# Written task
Print each of the records below word for word, with nothing changed or left out.
*** Data section
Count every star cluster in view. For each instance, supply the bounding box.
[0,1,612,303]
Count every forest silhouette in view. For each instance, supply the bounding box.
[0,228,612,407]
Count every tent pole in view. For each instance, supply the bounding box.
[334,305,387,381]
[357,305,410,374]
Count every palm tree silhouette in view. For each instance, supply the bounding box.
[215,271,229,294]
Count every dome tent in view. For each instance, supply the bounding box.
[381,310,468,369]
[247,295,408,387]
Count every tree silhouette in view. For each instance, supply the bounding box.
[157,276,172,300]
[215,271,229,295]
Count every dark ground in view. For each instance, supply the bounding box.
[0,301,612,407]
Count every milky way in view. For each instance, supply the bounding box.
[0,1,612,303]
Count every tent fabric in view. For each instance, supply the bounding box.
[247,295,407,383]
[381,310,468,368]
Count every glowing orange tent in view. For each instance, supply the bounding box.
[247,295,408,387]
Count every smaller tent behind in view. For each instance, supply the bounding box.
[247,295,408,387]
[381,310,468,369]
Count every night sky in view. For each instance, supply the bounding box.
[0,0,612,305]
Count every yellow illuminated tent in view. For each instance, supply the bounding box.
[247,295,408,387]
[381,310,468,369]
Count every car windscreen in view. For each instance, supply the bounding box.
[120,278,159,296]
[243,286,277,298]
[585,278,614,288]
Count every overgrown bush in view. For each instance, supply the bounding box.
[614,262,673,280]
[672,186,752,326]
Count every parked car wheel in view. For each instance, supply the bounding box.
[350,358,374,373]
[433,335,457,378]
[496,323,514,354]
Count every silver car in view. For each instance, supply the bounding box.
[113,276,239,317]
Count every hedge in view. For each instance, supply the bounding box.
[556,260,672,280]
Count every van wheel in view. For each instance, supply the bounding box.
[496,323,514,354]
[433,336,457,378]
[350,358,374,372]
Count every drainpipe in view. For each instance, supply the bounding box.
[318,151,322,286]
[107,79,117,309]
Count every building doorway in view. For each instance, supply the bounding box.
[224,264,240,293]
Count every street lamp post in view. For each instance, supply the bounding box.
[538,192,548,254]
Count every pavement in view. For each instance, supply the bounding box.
******
# Result of this task
Count every star cluster in view. For each instance, supply the bounding box.
[0,1,612,303]
Count every forest silhouette in view. For each instance, supply the bounding box.
[0,228,612,407]
Count every tent pole in view. For each instance, supply the bounding box.
[334,305,387,381]
[357,305,410,374]
Count every palm tree silhouette in view. For each instance, supply the bounding box.
[215,271,229,294]
Count every dome tent in view. For each instance, supply the bounding box.
[381,310,468,369]
[247,295,408,387]
Count every tree silhouette in view. For each instance, supply the bounding box.
[157,276,172,300]
[215,271,229,295]
Count every dark ground in view. For each instance, supply the bounding box.
[0,301,612,407]
Count every milky way in view. For each instance, supply the bounding box.
[0,1,612,303]
Count every tent fabric in view. For each instance, supply the bounding box.
[247,295,407,383]
[381,310,468,368]
Count every glowing orange tent in view. For each instance, supply the bounding box.
[247,295,408,387]
Count every smaller tent behind in view. For each instance, supply the bounding box.
[247,295,408,387]
[381,310,468,369]
Count every night sky in view. For each instance, supply the bounding box.
[0,0,612,305]
Count every yellow illuminated tent in view. For each instance, supply the bounding box.
[247,295,408,387]
[381,310,468,369]
Count every car windscreen in view. For each instance, supply the bounding box.
[120,278,159,296]
[243,286,277,298]
[585,278,614,288]
Count every overgrown bush in view. For each instance, supply the bounding box.
[614,262,673,280]
[672,186,752,326]
Count every parked car wheel in view. For each instance, supply the bounding box.
[350,358,374,373]
[433,335,457,378]
[496,323,514,354]
Count every silver car in view. For each instance, supply the bounding box.
[113,276,239,317]
Count every hedge in view. For each instance, supply the bounding box.
[556,260,672,280]
Count every van wheel in view. For each instance, supply the bounding box.
[496,323,514,354]
[433,336,457,378]
[350,358,374,372]
Count every drainpipe in view. For each instance, supply the bounding box.
[318,151,322,286]
[107,79,117,309]
Count every building doorway in view. For each instance, supply the bounding box.
[224,264,240,293]
Count every street lamp post in view. For each instance, supply the bounding box.
[538,192,548,254]
Count every pavement in view. For each instance, supply the bounding box.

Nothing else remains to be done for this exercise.